Can you rewrite every item below so that "textual query" becomes "text prompt", with nothing else changed?

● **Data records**

◆ ◆ ◆

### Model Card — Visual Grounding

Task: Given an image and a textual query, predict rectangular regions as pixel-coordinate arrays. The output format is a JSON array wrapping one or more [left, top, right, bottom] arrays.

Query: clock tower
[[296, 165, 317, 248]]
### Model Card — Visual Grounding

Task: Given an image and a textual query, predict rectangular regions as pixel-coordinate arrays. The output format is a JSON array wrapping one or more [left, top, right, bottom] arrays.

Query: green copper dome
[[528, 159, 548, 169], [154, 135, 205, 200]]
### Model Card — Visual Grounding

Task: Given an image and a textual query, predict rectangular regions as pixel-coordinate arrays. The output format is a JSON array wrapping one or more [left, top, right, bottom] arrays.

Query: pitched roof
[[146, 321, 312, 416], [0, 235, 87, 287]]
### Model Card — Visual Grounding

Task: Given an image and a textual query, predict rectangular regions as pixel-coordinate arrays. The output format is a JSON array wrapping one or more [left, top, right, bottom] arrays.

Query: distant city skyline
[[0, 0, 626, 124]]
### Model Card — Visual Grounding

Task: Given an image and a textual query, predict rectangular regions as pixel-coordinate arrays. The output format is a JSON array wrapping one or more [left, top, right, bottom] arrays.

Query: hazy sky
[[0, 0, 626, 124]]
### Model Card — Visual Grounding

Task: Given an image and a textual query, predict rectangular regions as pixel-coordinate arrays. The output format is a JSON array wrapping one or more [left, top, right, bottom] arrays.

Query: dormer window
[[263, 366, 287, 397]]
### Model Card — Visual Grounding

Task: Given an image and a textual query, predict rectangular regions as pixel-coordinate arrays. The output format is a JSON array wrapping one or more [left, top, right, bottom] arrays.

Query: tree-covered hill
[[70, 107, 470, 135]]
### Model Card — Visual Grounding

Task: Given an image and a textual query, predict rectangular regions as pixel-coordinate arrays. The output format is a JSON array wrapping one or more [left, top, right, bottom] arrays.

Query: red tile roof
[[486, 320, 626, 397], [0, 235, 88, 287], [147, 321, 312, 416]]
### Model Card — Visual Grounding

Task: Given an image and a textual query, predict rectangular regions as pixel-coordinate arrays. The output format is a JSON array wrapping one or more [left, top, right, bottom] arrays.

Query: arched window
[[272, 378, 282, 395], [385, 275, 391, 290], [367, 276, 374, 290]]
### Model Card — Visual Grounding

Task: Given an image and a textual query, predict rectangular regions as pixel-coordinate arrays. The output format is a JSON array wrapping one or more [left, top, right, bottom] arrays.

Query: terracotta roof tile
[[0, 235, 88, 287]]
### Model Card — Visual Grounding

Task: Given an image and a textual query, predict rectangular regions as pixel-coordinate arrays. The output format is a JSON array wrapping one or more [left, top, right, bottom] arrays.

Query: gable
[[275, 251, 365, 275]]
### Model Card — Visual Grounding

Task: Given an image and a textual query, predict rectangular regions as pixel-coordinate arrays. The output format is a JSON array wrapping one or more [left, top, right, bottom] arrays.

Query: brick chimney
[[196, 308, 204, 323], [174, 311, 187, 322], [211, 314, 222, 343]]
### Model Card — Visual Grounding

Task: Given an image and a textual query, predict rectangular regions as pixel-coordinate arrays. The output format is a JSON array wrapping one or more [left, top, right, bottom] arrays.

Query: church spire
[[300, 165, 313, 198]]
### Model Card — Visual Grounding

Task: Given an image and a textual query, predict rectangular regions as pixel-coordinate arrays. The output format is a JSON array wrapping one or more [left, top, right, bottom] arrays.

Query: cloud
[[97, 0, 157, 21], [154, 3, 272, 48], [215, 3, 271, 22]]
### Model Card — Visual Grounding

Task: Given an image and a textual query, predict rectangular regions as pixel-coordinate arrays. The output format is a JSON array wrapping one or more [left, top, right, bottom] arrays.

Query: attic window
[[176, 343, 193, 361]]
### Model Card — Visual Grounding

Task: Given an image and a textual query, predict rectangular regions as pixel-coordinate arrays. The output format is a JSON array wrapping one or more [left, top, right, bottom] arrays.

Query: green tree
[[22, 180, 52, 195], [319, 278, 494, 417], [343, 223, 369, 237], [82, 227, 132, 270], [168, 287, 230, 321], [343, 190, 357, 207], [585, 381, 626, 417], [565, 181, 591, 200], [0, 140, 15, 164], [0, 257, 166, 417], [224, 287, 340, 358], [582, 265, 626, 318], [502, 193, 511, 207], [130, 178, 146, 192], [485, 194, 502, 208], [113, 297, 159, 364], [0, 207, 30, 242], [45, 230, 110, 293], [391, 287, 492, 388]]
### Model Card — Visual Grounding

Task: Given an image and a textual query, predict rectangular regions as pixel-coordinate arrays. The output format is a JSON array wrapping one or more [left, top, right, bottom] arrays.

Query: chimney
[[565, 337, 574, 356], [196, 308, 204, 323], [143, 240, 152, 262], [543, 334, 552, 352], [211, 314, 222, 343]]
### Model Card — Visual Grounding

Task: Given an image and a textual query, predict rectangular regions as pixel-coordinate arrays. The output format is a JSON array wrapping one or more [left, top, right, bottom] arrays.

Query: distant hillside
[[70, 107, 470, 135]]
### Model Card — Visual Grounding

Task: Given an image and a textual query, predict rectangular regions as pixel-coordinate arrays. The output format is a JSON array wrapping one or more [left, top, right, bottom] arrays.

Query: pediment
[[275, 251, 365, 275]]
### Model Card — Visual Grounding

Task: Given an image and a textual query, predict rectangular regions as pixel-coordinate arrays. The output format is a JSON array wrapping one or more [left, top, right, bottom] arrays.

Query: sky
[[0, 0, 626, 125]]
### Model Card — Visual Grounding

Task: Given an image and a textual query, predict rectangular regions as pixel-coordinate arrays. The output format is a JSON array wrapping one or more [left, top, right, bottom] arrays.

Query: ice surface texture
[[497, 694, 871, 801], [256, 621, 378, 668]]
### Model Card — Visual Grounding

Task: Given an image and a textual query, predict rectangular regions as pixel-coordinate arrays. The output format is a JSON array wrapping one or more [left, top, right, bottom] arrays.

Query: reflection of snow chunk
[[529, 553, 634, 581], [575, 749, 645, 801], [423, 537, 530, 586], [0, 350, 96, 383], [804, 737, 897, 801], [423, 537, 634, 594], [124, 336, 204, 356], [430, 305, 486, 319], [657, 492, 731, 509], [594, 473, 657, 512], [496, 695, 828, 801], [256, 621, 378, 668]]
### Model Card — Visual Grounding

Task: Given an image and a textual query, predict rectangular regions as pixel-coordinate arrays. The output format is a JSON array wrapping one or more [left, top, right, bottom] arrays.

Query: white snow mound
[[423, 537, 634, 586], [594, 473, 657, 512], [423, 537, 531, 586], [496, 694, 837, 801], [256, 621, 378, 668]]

◆ ◆ ◆

● **EXERCISE ANSWER**
### Model Card — Visual Grounding

Task: Given an image and a text prompt, predict rectangular regions as pixel-coordinate arrays. The output format is a JSON array wrapping one or more [left, top, right, bottom] arrays.

Query: clock tower
[[296, 165, 317, 248]]
### Model Card — Visual Grounding

Task: Given an image and a text prompt, predict rectangular regions as pixel-coordinate arrays. The output format is a JSON array wrapping one or more [left, top, right, bottom] arrays.

Query: green copper dome
[[528, 159, 548, 169], [154, 135, 205, 200]]
### Model Card — Visual Grounding

Task: Given an image and a text prompt, predict rectangular regions as pixel-coordinate arrays. The output format is a JSON array wrapping one or more [left, top, right, bottom] arrays.

Query: pitched roof
[[146, 321, 312, 416], [0, 235, 87, 287]]
### Model Card — Visual Grounding

Task: Given an image and a text prompt, predict rectangular regions as pixel-coordinate arrays. The output format is a JSON array wrapping one or more [left, top, right, bottom] arrays.

Query: distant city skyline
[[0, 0, 626, 124]]
### Model Card — Visual Grounding

Task: Given an image and a text prompt, predict rectangular regions as pixel-coordinate arrays. The output format is a JSON array wrapping one or more [left, top, right, bottom] arrays.

Query: hazy sky
[[0, 0, 626, 124]]
### Model Card — Visual Grounding

Task: Given an image and a text prompt, predict rectangular regions as pixel-coordinate arrays. The output format is a JSON array wrapping one or more [left, top, right, bottom] arrays.

Query: dormer window
[[263, 366, 287, 397]]
### Model Card — Visual Grounding

Task: Given an image and a text prompt, predict rectangular regions as pixel-coordinate arrays. The output format is a JSON array wrapping one or more [left, top, right, bottom] arrays.

Query: tree-covered hill
[[70, 107, 470, 135]]
### Model Card — Visual Grounding

Task: Given an image and a text prompt, predict rectangular regions as pixel-coordinate arrays. The output format is a JSON array wrapping one or more [left, top, right, bottom] arrays.

Query: red tile roof
[[486, 320, 626, 397], [0, 235, 88, 287], [147, 321, 312, 416]]
### Model Card — Visual Grounding

Task: Given an image and a text prompt, predict rectangular regions as pixel-coordinate arrays. The output format is a JSON array wrapping one or more [left, top, right, bottom] arrays.

Query: arched window
[[272, 378, 282, 395], [385, 275, 391, 290], [367, 276, 374, 290]]
### Model Card — Visual Grounding

Task: Given an image and a text prompt, predict rectangular regions as pixel-coordinate arrays. The output format is a JSON array wrapping one or more [left, top, right, bottom] arrays.

Query: terracotta roof tile
[[0, 235, 88, 287]]
### Model Card — Visual Grounding

Task: Given an image and a text prompt, predict rectangular regions as pixel-coordinate arrays. The output format is a JSON array wrapping one or more [left, top, right, bottom] arrays.

Query: gable
[[275, 251, 365, 275]]
### Model Card — Visual Grounding

Task: Given an image and a text prompt, predict rectangular regions as pixel-coordinate arrays. The output format is a JSON array wrapping one or more [left, top, right, bottom] arrays.

Query: brick chimney
[[196, 308, 204, 323], [174, 311, 187, 322], [211, 314, 222, 343]]
### Model Card — Visual Grounding

Task: Given an image and a text prompt, predict rectangular regions as pixel-coordinate arrays. The output format is a JSON array wrapping one or more [left, top, right, bottom] arrays.

Query: church spire
[[300, 165, 313, 198]]
### Model Card — Visual Grounding

Task: Given an image and a text prompt, predict rectangular regions as pixel-coordinate arrays. The output format is a JSON array wrapping one or more [left, top, right, bottom] arrays.

Query: cloud
[[97, 0, 157, 21], [154, 3, 272, 48], [215, 3, 271, 22]]
### Model Card — Visual Grounding

Task: Given an image and a text prompt, predict rectangular regions as pixel-coordinate arrays. The output format is a JSON array wrapping one or more [left, top, right, bottom] arrays.

Query: attic window
[[176, 343, 193, 361]]
### Model Card — Visual Grounding

Task: Given an image and a text prompt, predict rectangular regions as pixel-coordinate arrays. The output format is a JSON array wrapping one or more [left, top, right, bottom] arrays.

Query: green tree
[[22, 180, 52, 195], [319, 278, 494, 417], [343, 223, 369, 237], [82, 227, 132, 270], [168, 287, 230, 321], [343, 190, 357, 207], [585, 381, 626, 417], [565, 181, 591, 200], [0, 140, 15, 164], [0, 257, 166, 417], [224, 287, 340, 358], [582, 265, 626, 318], [502, 193, 511, 207], [130, 178, 146, 192], [485, 194, 502, 208], [113, 297, 159, 364], [0, 207, 30, 242], [45, 230, 110, 293], [391, 287, 492, 388]]
### Model Card — Visual Grounding

Task: Given an image and a text prompt, predict rectangular regions as pixel-coordinate arrays. The output format is a JSON array wrapping one or more [left, top, right, bottom] arrays.

Query: chimney
[[565, 337, 574, 356], [196, 308, 204, 323], [143, 240, 152, 262], [543, 334, 552, 352], [211, 314, 222, 343]]
### Model Card — Visual Grounding

Task: Given an image and a text prompt, predict rectangular regions as pixel-coordinate arrays. The output format is a JSON array wrapping one or more [left, top, right, bottom] arrays.

Query: distant hillside
[[70, 107, 470, 135]]
### Model Card — Visual Grounding

Task: Given an image and a text prompt, predict rectangular regions as pixel-coordinate arrays. The output format is a JSON array wrapping one or more [left, top, right, bottom] arrays.

Query: pediment
[[275, 251, 365, 275]]
### Model Card — Visual Grounding

Task: Given an image and a text prompt, predict rectangular regions as pixel-coordinate arrays. The output format is a JSON array wrapping one or more [left, top, right, bottom] arrays.

Query: sky
[[0, 0, 626, 125]]
### Model Card — Visual Grounding

Task: Given an image and a text prompt, predict rectangular regions as pixel-coordinate arrays. The output format is a JSON array wrapping one or more [left, top, right, bottom] arrays.

Query: ice surface texture
[[497, 694, 871, 801], [256, 621, 378, 668]]
### Model Card — Visual Grounding

Task: Given an image and a text prompt, predict rectangular regions as pixel-coordinate arrays. The output format is a JSON array wrapping one or more [left, top, right, bottom] arrays.

Query: reflection of snow chunk
[[529, 553, 634, 581], [575, 749, 645, 801], [423, 537, 530, 586], [0, 350, 96, 383], [804, 737, 897, 801], [423, 537, 634, 594], [124, 336, 204, 356], [430, 305, 486, 319], [657, 492, 731, 509], [594, 473, 657, 512], [496, 695, 828, 801], [256, 621, 378, 668]]
### Model Card — Visual Grounding

Task: Given an image and a text prompt, predict rectangular regions as pixel-coordinate arrays. The output format is a JSON array wrapping one or more [left, top, right, bottom] arrays.

Query: white snow mound
[[423, 537, 634, 586], [594, 473, 657, 512], [423, 537, 531, 586], [496, 694, 837, 801], [256, 621, 378, 668]]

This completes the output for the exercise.